## Task item
Every record should be copied exactly, and the images omitted.

## Source material
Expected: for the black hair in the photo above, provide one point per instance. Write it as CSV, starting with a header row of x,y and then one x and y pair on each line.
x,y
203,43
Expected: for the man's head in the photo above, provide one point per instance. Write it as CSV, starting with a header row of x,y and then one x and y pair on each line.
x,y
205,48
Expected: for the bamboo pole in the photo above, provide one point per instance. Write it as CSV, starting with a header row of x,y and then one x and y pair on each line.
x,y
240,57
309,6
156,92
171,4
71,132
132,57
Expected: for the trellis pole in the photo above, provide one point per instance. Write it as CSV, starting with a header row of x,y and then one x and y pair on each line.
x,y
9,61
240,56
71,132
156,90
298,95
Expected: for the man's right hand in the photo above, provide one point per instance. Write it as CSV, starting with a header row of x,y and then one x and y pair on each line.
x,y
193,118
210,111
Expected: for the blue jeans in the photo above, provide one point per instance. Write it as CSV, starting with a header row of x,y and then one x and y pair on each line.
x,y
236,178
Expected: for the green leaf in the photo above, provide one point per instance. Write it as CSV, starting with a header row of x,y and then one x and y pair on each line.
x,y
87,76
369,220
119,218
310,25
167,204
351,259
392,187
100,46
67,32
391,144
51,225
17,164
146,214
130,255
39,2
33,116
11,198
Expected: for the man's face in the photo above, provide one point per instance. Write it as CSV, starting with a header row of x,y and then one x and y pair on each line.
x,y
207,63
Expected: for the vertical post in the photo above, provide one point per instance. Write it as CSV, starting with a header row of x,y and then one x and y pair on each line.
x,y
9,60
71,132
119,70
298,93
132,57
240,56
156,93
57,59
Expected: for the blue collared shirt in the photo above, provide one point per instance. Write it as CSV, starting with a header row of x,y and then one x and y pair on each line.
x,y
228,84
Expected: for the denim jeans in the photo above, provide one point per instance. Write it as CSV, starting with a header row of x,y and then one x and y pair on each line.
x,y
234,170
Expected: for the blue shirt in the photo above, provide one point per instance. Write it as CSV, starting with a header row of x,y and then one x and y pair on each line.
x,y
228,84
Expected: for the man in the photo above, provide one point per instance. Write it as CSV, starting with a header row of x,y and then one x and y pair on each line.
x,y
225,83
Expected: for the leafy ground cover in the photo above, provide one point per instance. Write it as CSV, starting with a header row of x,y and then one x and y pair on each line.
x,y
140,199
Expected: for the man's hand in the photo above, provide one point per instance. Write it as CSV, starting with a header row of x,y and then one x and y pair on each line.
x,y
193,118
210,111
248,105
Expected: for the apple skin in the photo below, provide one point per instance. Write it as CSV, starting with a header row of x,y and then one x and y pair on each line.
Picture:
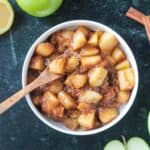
x,y
39,8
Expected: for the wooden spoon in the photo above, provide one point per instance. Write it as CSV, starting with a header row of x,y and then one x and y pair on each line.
x,y
43,78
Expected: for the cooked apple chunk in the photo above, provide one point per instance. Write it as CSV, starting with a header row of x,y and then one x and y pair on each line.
x,y
55,87
90,61
95,38
86,120
84,30
84,106
49,102
123,97
89,96
126,79
44,49
37,63
79,40
123,65
57,66
79,80
97,76
58,112
66,100
68,81
72,64
107,42
118,55
89,51
107,114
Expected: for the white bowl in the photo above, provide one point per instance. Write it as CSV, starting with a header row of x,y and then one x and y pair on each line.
x,y
94,26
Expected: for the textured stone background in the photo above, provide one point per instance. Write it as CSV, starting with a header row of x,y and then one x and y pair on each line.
x,y
19,127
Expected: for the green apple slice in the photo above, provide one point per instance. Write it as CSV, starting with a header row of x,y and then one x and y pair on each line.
x,y
39,8
136,143
114,145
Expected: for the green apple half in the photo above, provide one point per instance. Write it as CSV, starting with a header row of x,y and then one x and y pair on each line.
x,y
39,8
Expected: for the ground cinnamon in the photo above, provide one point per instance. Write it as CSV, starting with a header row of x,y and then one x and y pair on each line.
x,y
140,18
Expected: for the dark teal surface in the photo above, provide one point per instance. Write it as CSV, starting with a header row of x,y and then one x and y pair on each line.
x,y
20,129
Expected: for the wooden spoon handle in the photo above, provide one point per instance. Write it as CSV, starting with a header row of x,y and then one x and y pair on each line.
x,y
9,102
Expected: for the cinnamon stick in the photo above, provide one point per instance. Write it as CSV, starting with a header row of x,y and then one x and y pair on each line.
x,y
146,22
140,18
135,15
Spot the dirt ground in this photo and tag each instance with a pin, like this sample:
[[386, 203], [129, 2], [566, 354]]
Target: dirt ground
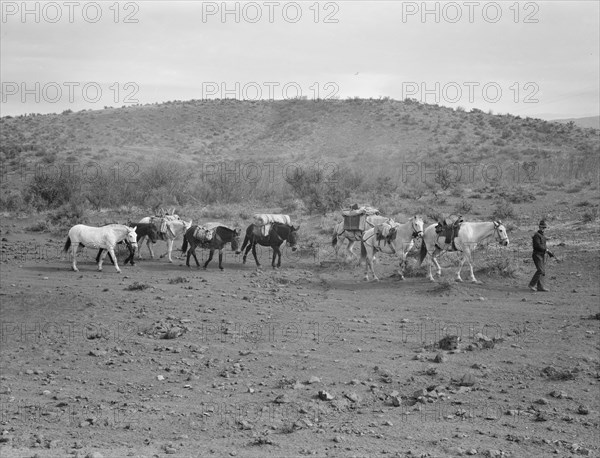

## Reply to the exercise
Expected: for the black hair in the photo above, provide one point per instance. Write it as CSV, starting with a header row of x,y and then one x and y pair on each line.
x,y
203,43
Expected: for the man's head in the photo above, provide one point per instance. Write it as CSV, starting with a header row of x,y and then one x and y pair on each line.
x,y
205,48
Expected: for the bamboo pole in the photo above, provide one point per instance. Write it as CSV, starting with a header row of x,y and then one x and y pair on each line.
x,y
240,57
309,6
156,92
171,4
71,132
132,57
Expected: for the trellis pole in the photo above, provide one point per instance. Write it as CSV, starting with a header row of x,y and then one x and y pair on each line.
x,y
9,61
240,56
71,132
156,90
298,95
Expected: for the man's right hand in the photo above, provide one point per instance. Write it as CSV, starting with a header row of x,y and then one x and y pair on each line.
x,y
193,118
210,111
Expected: for the blue jeans in the photo above, provide one point per instance. Write it as CSV, starting with a header row of x,y and then one x and y pair on each line.
x,y
236,178
Expected: for the green leaf in the photo above, provide one point per instance. Write it as CSV, starting with a header row of x,y and then one x and y pair on each line.
x,y
87,76
369,220
119,218
310,25
167,204
351,259
392,187
100,46
67,32
391,144
51,225
17,164
146,214
130,255
39,2
33,116
11,198
Expected: for the man's face in the photo above, provide one point per instance. Write it as CSV, starting with a header row of x,y and then one x and y pair on each line.
x,y
207,63
Expected: for the vertical post in the photo above, provide one point per instance. Write it as CSV, starting with a header row of x,y and then one x and y pair on each line.
x,y
9,60
71,132
119,70
298,93
132,57
240,56
156,93
57,59
Expected: for the blue collared shirt in the photo above, provide one point per instance. Write it as CSV, starting with a header row of x,y and then one x and y pair on each line.
x,y
228,84
Expected: for the denim jeans in the photo above, provide one point per instance. Write it as CSV, starting with a header row of x,y and then one x and y pair on each line.
x,y
234,170
Expected: for the blue shirt in the photo above, provide one point per instance. Write it as CSV, starting with a header row of x,y and then one x and y pair on each line.
x,y
228,84
Expected: for the man in the photo above, provide one point per instance. Write it as CSV, starting with a header row of x,y and then one x and y pair on each line.
x,y
225,83
Expected: for the leafy ground cover in the photo above, provide one point per instance. Write it as CSV, starting with a header row of x,y and then one x and y pair on each line.
x,y
140,199
Expected: for the man's hand in the photo above, provide one point per instance. Write it as CSV, starting with a header row of x,y and then one x and y pair on each line.
x,y
193,118
210,111
248,105
Expected: for the apple skin in the photo below, provide one point per instance. Write it as CSV, starting with a header row of x,y and then one x and y pair on each line.
Picture:
x,y
39,8
Expected: for the wooden spoon in the photo above, provide one point per instance. Write it as CSV, starting with a header row of x,y and then one x and y pair on each line.
x,y
43,78
Expected: for the cooked apple chunk in the photo above, provide one point per instance. Write it as CSV, starting with a header row of x,y and then one x and y pair on each line.
x,y
55,87
90,61
95,38
86,120
84,30
84,106
49,102
123,97
89,96
126,79
44,49
37,63
79,40
123,65
57,66
79,80
97,76
58,112
66,100
68,81
72,64
107,42
118,55
89,51
107,114
Expected: for the white bowl in the photo above, provide one point per instance. Write it as CSV, starting with a header row of x,y and then one x and y pair on each line.
x,y
94,26
Expected: for the textured stone background in the photo above, provide one point per instance. Write it as CSV, starting with a header row of x,y and then one x and y pair on each line.
x,y
19,127
Expected: for the green apple slice in the photo above, provide one point per instance. Write it as CSV, starting with a header row of x,y and then one x and y pair on each line.
x,y
39,8
136,143
114,145
Expected: for the green apple half in the photo above, provide one point per instance. Write it as CSV, starting with a header row of x,y and then one x and y pair on each line.
x,y
39,8
Expected: for the ground cinnamon in the photo above, provide one point per instance. Write it as CSV, starting with a header row of x,y and then one x and y pair on each line.
x,y
140,18
Expected: for the dark teal surface in the photo above, provide one point per instance. Write it as CSV, starting with a header row of x,y and then one x and y pair on each line.
x,y
20,129
Expected: for the wooden spoon handle in the photo above, provide one point per instance. Write it as CSV, starting with a header row of x,y and then one x and y pair on each line.
x,y
9,102
Expected: for the cinnamon stick in the photo above, provide one point per instance. Write it as CSV, starting with a header row of x,y and then one x and y pair on each line.
x,y
146,22
140,18
135,15
Spot the dirt ground in this photo and tag each instance with a pin, like this sample:
[[386, 203], [129, 2], [566, 354]]
Target: dirt ground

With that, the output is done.